== Supplied entries ==
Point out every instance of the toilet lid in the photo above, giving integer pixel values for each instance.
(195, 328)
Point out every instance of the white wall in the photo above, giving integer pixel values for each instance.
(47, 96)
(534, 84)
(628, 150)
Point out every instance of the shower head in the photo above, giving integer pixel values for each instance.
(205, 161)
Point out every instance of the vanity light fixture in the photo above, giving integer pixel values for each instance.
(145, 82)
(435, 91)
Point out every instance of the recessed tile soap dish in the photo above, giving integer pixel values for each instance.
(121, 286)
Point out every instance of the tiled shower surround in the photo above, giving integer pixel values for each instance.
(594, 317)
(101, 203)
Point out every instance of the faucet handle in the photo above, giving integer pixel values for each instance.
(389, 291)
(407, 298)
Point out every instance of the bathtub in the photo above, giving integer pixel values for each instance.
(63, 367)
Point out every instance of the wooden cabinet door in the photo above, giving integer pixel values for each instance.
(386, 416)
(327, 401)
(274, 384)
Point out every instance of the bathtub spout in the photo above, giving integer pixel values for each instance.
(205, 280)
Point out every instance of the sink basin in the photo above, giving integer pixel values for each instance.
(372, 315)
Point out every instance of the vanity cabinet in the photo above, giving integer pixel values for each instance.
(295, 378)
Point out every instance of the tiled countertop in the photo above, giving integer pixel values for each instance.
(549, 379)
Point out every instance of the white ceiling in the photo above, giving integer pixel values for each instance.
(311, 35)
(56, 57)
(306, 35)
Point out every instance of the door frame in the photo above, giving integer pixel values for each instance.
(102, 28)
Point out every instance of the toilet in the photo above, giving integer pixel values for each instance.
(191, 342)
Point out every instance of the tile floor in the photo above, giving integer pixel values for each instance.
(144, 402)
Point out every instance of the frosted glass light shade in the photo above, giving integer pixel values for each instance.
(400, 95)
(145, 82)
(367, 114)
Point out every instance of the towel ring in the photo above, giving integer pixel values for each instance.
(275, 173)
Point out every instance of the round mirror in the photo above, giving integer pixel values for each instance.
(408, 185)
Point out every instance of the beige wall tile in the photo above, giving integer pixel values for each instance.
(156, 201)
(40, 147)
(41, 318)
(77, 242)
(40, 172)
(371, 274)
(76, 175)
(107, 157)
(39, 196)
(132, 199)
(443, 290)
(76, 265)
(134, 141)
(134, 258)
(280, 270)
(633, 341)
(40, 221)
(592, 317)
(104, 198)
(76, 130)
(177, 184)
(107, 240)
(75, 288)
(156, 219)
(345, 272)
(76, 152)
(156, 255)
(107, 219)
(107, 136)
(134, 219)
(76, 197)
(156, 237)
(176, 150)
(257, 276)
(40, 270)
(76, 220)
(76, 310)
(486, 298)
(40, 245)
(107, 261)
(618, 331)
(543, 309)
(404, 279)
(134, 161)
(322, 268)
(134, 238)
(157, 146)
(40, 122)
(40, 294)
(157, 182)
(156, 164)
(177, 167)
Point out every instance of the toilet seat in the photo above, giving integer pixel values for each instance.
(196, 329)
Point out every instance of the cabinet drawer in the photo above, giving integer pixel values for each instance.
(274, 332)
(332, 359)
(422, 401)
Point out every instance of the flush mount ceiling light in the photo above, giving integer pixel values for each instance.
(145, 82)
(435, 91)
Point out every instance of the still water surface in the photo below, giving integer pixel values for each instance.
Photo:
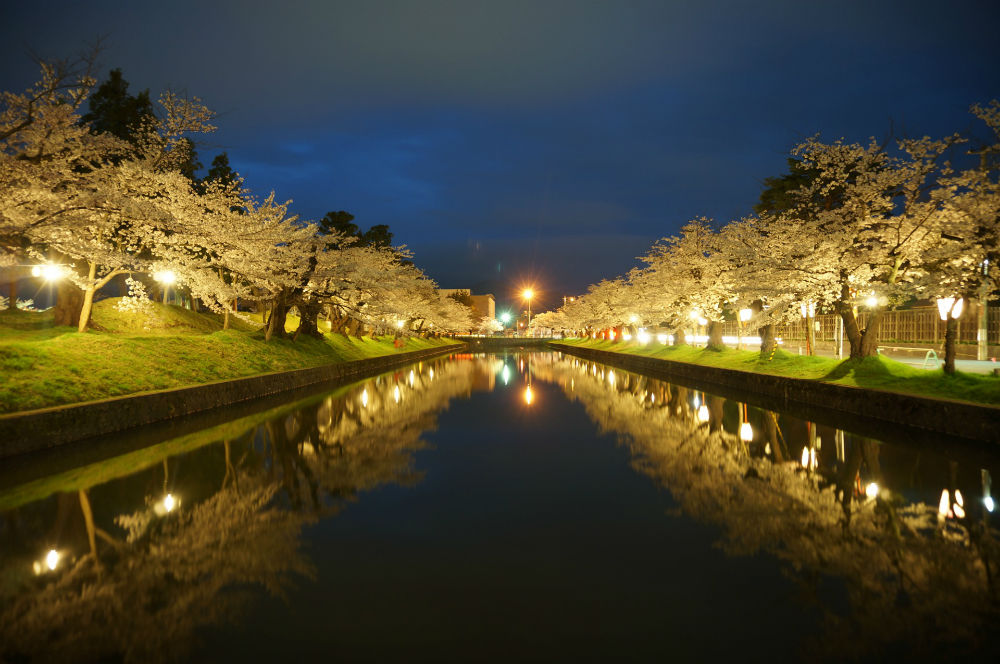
(530, 506)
===
__Given instruction__
Convert all the entries above into a two-column CSV with the header instruction,points, with one row per entry giving its text and its answer, each in a single quoted field with line breaks replaced by spaces. Leave the pictures out.

__Solution to the exercise__
instruction,points
"Point out every instance of the toilet lid in the photo above, giving integer pixel values for each instance.","(195, 328)"
"Point out every instance of the white wall in the photo above, giving integer pixel values for each instance.","(47, 96) (534, 84) (628, 150)"
"Point out every instance of the shower head in the photo above, giving integer pixel values for each instance.","(205, 161)"
"Point out every instance of the vanity light fixture in the photo above, giving integer pixel values for each instance.","(145, 82) (435, 91)"
"Point out every instance of the recessed tile soap dish in the photo above, giving integer pixel values for each instance.","(121, 286)"
"Point out every instance of the tiled shower surround in the photo above, giving integer pixel values for each instance.","(594, 317) (101, 203)"
"Point out every instance of the faucet handle in the photo above, giving integer pixel values for each instance.","(389, 291) (407, 298)"
"Point out every instance of the bathtub in the photo above, giving integer pixel values for each instance.","(63, 367)"
"Point out every instance of the wooden cabinet door in the photo above, giving integer pixel values for each instance.","(386, 416) (327, 401) (274, 384)"
"Point out every instance of the bathtub spout in the photo above, giving integer pixel values for each instance.","(205, 280)"
"Point out every instance of the sink basin in the photo above, giving integer pixel values for each instance.","(372, 315)"
"Point out every instance of the vanity cabinet in the photo above, giving integer pixel values for each instance.","(295, 378)"
"Point out every instance of the tiled countertop in the photo above, giving integer pixel values for each instance.","(549, 379)"
"Point out every instance of the white ceiling in the photo above, giving integer pixel values for each instance.","(311, 35) (56, 57) (306, 35)"
"Point out every instance of the door frame in the photo above, giving integer pixel values for each instance.","(102, 28)"
"Point out every instance of the toilet in the photo above, giving integer pixel values for each instance.","(191, 342)"
"Point out every instance of the tile floor in the photo above, giving integer pixel values for each instance.","(144, 402)"
"Point out every instance of the frosted glass light shade in the photo above, giving integer pixel values for each instance.","(400, 95) (145, 82) (367, 114)"
"Point out every instance of the towel ring in the photo above, giving integer pixel values for each instance.","(275, 173)"
"Point out every instance of the round mirror in the photo above, giving integer pixel values for each instance.","(408, 185)"
"Point out every instance of the beige wall tile in the photo above, giving integer pixel values for each instance.","(156, 201) (40, 147) (41, 318) (77, 242) (40, 172) (371, 274) (76, 175) (107, 157) (39, 196) (132, 199) (443, 290) (76, 265) (134, 141) (134, 258) (280, 270) (633, 341) (40, 221) (592, 317) (104, 198) (76, 130) (177, 184) (107, 240) (75, 288) (156, 219) (345, 272) (76, 152) (156, 255) (107, 219) (107, 136) (134, 219) (76, 197) (156, 237) (176, 150) (257, 276) (40, 270) (76, 220) (76, 310) (486, 298) (40, 245) (107, 261) (618, 331) (543, 309) (404, 279) (134, 161) (322, 268) (134, 238) (157, 146) (40, 122) (40, 294) (157, 182) (156, 164) (177, 167)"
"Point out every instance of the toilet seat in the photo above, giving integer pixel values for each instance.","(196, 329)"
"Point out every instance of the cabinet drawer in the photo above, giving integer pixel values for each instance.","(274, 332) (332, 359) (422, 401)"
"Point out every instance of the flush mount ceiling light in the photo above, giving integer pixel values for each instance.","(145, 82) (435, 91)"
"Point out every instance of the still water surface in the photo below, giving integer pixel values for each instance. Photo:","(530, 506)"